[Excerpts from point annotation data]
——

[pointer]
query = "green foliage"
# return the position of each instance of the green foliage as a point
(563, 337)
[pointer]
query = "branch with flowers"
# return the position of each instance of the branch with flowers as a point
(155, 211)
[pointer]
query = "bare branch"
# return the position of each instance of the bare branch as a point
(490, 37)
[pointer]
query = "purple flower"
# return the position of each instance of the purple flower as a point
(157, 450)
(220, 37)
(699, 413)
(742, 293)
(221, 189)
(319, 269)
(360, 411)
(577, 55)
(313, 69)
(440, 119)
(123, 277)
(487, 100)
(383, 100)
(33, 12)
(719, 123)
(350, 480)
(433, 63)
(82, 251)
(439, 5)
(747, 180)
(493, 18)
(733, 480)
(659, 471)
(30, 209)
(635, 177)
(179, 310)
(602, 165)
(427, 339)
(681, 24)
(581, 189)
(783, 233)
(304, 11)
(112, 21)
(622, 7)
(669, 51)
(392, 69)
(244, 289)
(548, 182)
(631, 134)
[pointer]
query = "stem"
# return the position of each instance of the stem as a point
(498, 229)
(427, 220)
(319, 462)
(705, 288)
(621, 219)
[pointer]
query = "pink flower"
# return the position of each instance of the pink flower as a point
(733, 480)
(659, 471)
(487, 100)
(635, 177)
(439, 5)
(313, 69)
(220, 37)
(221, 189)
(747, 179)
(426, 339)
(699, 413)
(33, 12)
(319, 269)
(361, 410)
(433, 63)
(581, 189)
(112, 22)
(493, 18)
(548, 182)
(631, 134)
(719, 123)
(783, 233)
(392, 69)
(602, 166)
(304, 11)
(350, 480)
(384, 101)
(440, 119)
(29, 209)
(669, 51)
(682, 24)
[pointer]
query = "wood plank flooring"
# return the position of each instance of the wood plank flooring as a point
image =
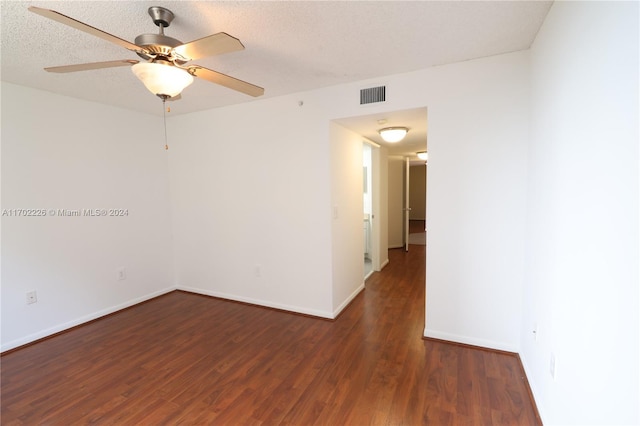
(189, 359)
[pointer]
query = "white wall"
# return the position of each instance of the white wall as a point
(281, 217)
(347, 214)
(395, 184)
(381, 206)
(478, 133)
(275, 215)
(582, 258)
(62, 153)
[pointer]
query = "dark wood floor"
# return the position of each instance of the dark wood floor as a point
(190, 359)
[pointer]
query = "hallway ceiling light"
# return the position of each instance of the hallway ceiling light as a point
(393, 134)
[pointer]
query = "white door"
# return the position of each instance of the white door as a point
(407, 209)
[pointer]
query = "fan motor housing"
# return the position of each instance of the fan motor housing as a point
(157, 45)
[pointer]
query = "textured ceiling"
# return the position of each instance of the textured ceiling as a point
(290, 46)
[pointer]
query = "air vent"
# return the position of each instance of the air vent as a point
(372, 95)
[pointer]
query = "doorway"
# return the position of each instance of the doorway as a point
(370, 240)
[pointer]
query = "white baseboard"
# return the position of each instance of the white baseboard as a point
(489, 344)
(258, 302)
(78, 321)
(532, 386)
(344, 304)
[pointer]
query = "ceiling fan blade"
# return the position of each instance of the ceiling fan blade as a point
(63, 19)
(226, 81)
(92, 66)
(215, 44)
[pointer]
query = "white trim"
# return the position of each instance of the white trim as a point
(344, 304)
(83, 319)
(489, 344)
(534, 394)
(258, 302)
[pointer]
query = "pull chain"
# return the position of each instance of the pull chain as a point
(164, 119)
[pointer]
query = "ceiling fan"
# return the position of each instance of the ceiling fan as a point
(165, 70)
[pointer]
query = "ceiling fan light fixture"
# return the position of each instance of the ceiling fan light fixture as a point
(393, 134)
(162, 80)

——

» WRITTEN INSTRUCTION: Reproduce the whole listing word for word, setting aside any pictures.

» COMPLETE ANSWER:
[pointer]
query = "green foliage"
# return the position of each instance of the green foliage as a point
(563, 337)
[pointer]
query = "branch with flowers"
# return the position of each instance of the branch with flowers as a point
(155, 211)
[pointer]
query = "bare branch"
# return the position of each instance of the bare branch as a point
(490, 37)
[pointer]
query = "purple flower"
# return the position of each instance of the purple flower as a point
(157, 450)
(220, 37)
(699, 413)
(742, 293)
(221, 189)
(319, 269)
(360, 411)
(577, 55)
(313, 69)
(440, 119)
(123, 277)
(487, 100)
(383, 100)
(33, 12)
(719, 123)
(350, 480)
(433, 63)
(82, 251)
(439, 5)
(747, 180)
(493, 18)
(733, 480)
(659, 471)
(30, 209)
(635, 177)
(179, 310)
(602, 165)
(427, 339)
(681, 24)
(581, 189)
(783, 233)
(304, 11)
(112, 21)
(622, 7)
(669, 51)
(392, 69)
(244, 289)
(548, 182)
(631, 134)
[pointer]
query = "stem"
# return the position of each instance of the stem as a point
(498, 229)
(427, 220)
(319, 462)
(705, 288)
(621, 219)
[pointer]
query = "pink flower"
# return the position of each instance of the pink flower as a point
(733, 480)
(659, 471)
(487, 100)
(635, 177)
(439, 5)
(313, 69)
(220, 37)
(221, 189)
(747, 179)
(426, 339)
(699, 413)
(33, 12)
(319, 269)
(361, 410)
(433, 63)
(581, 189)
(112, 22)
(493, 18)
(548, 182)
(631, 134)
(719, 123)
(783, 233)
(392, 69)
(602, 166)
(304, 11)
(350, 480)
(384, 101)
(440, 119)
(29, 209)
(669, 51)
(682, 24)
[pointer]
query = "wood plank flooring"
# return the position of each instance of the wood plank flooring as a point
image =
(189, 359)
[pointer]
query = "white wall"
# return the position of each instance of the white wall as a point
(281, 217)
(347, 214)
(395, 184)
(381, 206)
(478, 133)
(275, 215)
(582, 258)
(62, 153)
[pointer]
query = "dark wood floor"
# return the position of each instance of the dark wood floor as a point
(190, 359)
[pointer]
query = "hallway ceiling light"
# return the position of each instance of the hallway ceiling light as a point
(393, 134)
[pointer]
query = "white door"
# return the position of each instance of the white door as a point
(407, 209)
[pointer]
query = "fan motor housing"
# return the position of each instance of the fan motor housing as a point
(157, 45)
[pointer]
query = "textured ceiling"
# return the position of each instance of the textured ceiling as a point
(290, 46)
[pointer]
query = "air vent"
# return the position of each instance of the air vent as a point
(372, 95)
[pointer]
query = "doorway"
# return the position of each instance of the doorway as a point
(370, 240)
[pointer]
query = "white baseboard"
# return the position of each instance of the white baseboard as a point
(489, 344)
(258, 302)
(78, 321)
(532, 386)
(344, 304)
[pointer]
query = "ceiling fan blade"
# return the position of each instance of the ceiling fan blade as a point
(63, 19)
(226, 81)
(92, 66)
(215, 44)
[pointer]
query = "white trim"
# return the position of each instance of the white trim as a point
(344, 304)
(83, 319)
(489, 344)
(534, 394)
(258, 302)
[pointer]
query = "pull chain"
# return the position of each instance of the pull chain as a point
(164, 119)
[pointer]
query = "ceiling fan"
# return the position of each instance of the ceiling fan as a point
(165, 70)
[pointer]
query = "ceiling fan light fixture"
# return the position of each instance of the ceiling fan light fixture as a point
(393, 134)
(162, 80)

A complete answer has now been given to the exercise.